▶ **GIVEN EXERCISE 1**: What ID does the ticket give to the hypothesis linked to this work?
▶ **GIVEN EXERCISE 2**: Copy the ticket's text from "The //ideal// solution" to "meet the objective.".

==Update Dec 2024
As per the [[https://docs.google.com/spreadsheets/d/18Wh1bBR3Eq7NX_uM9QVKUGJftjzly2j7HdbKCuyG_sw/edit?gid=969299336#gid=969299336|APP FY24-25: OKRs and Hypotheses]] spreadsheet, this work has now been associated with a hypothesis in the **WE 5.4** KR. The hypothesis has the ID of **5.4.4** and the wording is as follows:
> If we decouple the legacy dumps processes from their current bare-metal hosts and instead run them as workloads on the DSE Kubernetes cluster, this will bring about demonstrable benefit to the maintainability of these data pipelines and facilitate the upgrade of PHP to version 8.1 by using shared mediawiki containers.
The //ideal// solution is still to schedule the dumps with Airflow, but this wording of the hypothesis deliberately makes no mention of this, since we do not wish to place Airflow integration on the critical path to achieving the stated objective by April 1st 2025. The option of using Kubernetes //CronJob// objects (or similar) would meet the objective.
== Original ticket description below
While there's ongoing work to create a new architecture for dumps, we still need to support the current version. In concise terms, what happens now is that a set python scripts launch periodically some mediawiki maintenance scripts and the (very large) output of those is written to an NFS volume that is mounted from the `dumpsdata` host.

▶ **PROVIDED RECORDS**:
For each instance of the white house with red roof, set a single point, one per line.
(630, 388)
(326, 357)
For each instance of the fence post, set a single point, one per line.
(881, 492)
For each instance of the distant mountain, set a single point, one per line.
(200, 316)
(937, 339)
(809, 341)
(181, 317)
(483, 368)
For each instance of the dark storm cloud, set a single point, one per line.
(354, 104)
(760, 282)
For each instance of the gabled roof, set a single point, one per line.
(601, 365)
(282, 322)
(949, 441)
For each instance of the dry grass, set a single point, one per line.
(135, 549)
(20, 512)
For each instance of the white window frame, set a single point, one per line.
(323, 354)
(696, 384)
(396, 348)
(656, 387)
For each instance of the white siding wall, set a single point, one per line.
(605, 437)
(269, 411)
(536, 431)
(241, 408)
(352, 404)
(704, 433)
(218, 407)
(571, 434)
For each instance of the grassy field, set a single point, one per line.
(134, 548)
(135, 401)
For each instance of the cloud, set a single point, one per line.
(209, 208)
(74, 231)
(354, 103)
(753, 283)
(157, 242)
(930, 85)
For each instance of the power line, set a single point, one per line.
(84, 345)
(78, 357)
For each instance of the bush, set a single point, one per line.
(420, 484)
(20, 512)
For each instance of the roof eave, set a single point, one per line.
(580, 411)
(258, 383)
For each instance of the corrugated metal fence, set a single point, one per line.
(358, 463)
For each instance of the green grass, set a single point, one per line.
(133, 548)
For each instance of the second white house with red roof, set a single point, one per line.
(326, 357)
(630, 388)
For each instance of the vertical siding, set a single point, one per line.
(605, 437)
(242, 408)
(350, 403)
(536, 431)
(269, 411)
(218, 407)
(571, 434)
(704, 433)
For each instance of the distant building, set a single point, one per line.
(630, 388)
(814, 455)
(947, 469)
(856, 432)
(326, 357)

▶ **COMPLETE OUTPUT 1**: 5.4.4

▶ **COMPLETE OUTPUT 2**:
The //ideal// solution is still to schedule the dumps with Airflow, but this wording of the hypothesis deliberately makes no mention of this, since we do not wish to place Airflow integration on the critical path to achieving the stated objective by April 1st 2025. The option of using Kubernetes //CronJob// objects (or similar) would meet the objective.